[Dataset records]
+++
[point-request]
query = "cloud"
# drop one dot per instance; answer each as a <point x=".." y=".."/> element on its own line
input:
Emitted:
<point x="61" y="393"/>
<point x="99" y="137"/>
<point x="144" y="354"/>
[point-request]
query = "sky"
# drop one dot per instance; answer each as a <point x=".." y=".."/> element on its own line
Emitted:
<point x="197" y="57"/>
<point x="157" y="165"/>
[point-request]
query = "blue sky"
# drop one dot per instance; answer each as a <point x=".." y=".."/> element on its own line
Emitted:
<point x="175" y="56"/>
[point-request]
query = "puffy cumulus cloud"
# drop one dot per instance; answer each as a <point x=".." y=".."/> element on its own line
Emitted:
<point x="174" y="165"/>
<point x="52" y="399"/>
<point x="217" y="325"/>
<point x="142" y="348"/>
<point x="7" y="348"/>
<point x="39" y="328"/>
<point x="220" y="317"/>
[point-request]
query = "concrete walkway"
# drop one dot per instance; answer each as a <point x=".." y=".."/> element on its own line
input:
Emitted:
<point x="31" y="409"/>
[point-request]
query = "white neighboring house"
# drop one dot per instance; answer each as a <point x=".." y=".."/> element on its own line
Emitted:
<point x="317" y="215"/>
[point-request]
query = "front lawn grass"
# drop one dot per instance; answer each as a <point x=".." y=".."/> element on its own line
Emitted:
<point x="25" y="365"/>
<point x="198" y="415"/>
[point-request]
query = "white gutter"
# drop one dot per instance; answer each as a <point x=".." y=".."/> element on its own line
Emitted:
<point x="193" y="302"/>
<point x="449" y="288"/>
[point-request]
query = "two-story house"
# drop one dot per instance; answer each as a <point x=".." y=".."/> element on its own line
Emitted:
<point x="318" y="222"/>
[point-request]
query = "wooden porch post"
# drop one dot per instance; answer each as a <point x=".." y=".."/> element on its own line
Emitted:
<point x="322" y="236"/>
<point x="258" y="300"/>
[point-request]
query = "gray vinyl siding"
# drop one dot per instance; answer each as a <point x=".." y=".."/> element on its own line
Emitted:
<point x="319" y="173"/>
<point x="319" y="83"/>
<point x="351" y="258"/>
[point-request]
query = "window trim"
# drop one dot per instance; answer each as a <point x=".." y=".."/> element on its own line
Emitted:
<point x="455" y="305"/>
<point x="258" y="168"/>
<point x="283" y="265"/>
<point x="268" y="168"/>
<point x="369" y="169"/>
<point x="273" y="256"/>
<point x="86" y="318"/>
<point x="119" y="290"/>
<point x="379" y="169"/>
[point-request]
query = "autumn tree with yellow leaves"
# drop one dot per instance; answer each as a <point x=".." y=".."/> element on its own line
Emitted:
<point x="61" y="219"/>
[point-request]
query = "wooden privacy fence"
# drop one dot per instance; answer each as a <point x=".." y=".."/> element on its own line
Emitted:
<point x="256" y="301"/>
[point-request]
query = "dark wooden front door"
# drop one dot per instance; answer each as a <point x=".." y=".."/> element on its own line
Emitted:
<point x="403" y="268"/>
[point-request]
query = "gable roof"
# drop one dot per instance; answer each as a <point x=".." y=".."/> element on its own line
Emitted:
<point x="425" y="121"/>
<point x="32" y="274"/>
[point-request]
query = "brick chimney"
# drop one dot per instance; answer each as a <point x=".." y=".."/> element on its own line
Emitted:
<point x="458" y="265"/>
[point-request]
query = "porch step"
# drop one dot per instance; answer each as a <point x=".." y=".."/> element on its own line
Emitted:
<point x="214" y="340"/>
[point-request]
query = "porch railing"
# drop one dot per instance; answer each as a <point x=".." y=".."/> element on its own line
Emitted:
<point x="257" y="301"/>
+++
[Exercise]:
Copy all the records above precisely.

[Result of the task]:
[point-request]
query = "cloud"
# drop one dot per instance; answer each as a <point x=".." y=".."/> element on its own line
input:
Emitted:
<point x="61" y="393"/>
<point x="99" y="137"/>
<point x="144" y="354"/>
[point-request]
query = "sky"
# drop one dot per instance; answer each as a <point x=".." y=".."/> element on its own line
Emitted:
<point x="197" y="57"/>
<point x="157" y="165"/>
[point-request]
query = "blue sky"
# drop one dot per instance; answer each as a <point x=".." y=".."/> element on its own line
Emitted:
<point x="175" y="56"/>
[point-request]
query = "puffy cumulus cloud"
# drop one dot per instance; answer each as a <point x=".." y=".."/> element on its own line
Emitted:
<point x="174" y="165"/>
<point x="52" y="399"/>
<point x="217" y="325"/>
<point x="142" y="348"/>
<point x="7" y="348"/>
<point x="39" y="328"/>
<point x="220" y="317"/>
[point-request]
query = "concrete walkway"
# drop one dot per instance; answer each as a <point x=".." y=".."/> element on its own line
input:
Emitted:
<point x="31" y="409"/>
[point-request]
query = "white neighboring house"
# drop one dot per instance; answer each as a <point x=".." y=".."/> element on its own line
Emitted:
<point x="317" y="215"/>
[point-request]
query = "front lawn grass"
# drop one dot per instance; answer each as a <point x=".." y=".."/> element on its own line
Emitted:
<point x="25" y="365"/>
<point x="198" y="415"/>
[point-request]
query = "white gutter"
# drop one dot per instance; answer each as a <point x=".." y=".."/> element on its own line
Emitted:
<point x="193" y="302"/>
<point x="449" y="288"/>
[point-request]
query = "two-story house"
# drop one dot per instance; answer each as a <point x=".." y=".."/> element on its own line
Emitted:
<point x="318" y="222"/>
[point-request]
query = "wooden porch post"
# drop one dot per instance; answer each as a <point x=".." y=".."/> element on its own line
Emitted:
<point x="322" y="236"/>
<point x="258" y="300"/>
[point-request]
query = "gray vinyl siding"
# drop one dot per instance; answer each as a <point x=".." y=".."/> element on its own line
Emitted:
<point x="319" y="173"/>
<point x="319" y="83"/>
<point x="351" y="258"/>
[point-request]
query = "window trim"
# drop one dot per instance; answer each as a <point x=".." y=".."/> element on its own line
Emitted:
<point x="455" y="305"/>
<point x="258" y="168"/>
<point x="283" y="265"/>
<point x="268" y="168"/>
<point x="369" y="169"/>
<point x="273" y="256"/>
<point x="86" y="318"/>
<point x="119" y="290"/>
<point x="379" y="169"/>
[point-request]
query = "autumn tree with yellow leaves"
# drop one dot per instance; answer each as a <point x=".." y=".."/> element on its own line
Emitted:
<point x="61" y="219"/>
[point-request]
query = "wooden privacy fence"
# drop one dot per instance; answer each as a <point x=".." y=".."/> element on its own line
Emitted:
<point x="256" y="301"/>
[point-request]
query = "dark wooden front door"
# drop one dot per instance; answer each as a <point x=".." y=".."/> element on its own line
Emitted:
<point x="403" y="268"/>
[point-request]
query = "gable roof"
# drop one dot per instance; answer each as a <point x=".." y=".."/> element on its own line
Emitted:
<point x="425" y="121"/>
<point x="32" y="274"/>
[point-request]
query = "brick chimney"
# drop one dot per instance; answer each as a <point x=".." y=".."/> element on its own line
Emitted:
<point x="458" y="265"/>
[point-request]
query = "porch step"
# drop one dot per instance; answer each as a <point x=".." y=".."/> element on its own line
Emitted:
<point x="214" y="340"/>
[point-request]
query = "porch railing"
# drop one dot per instance; answer each as a <point x=".." y=".."/> element on its own line
Emitted:
<point x="257" y="301"/>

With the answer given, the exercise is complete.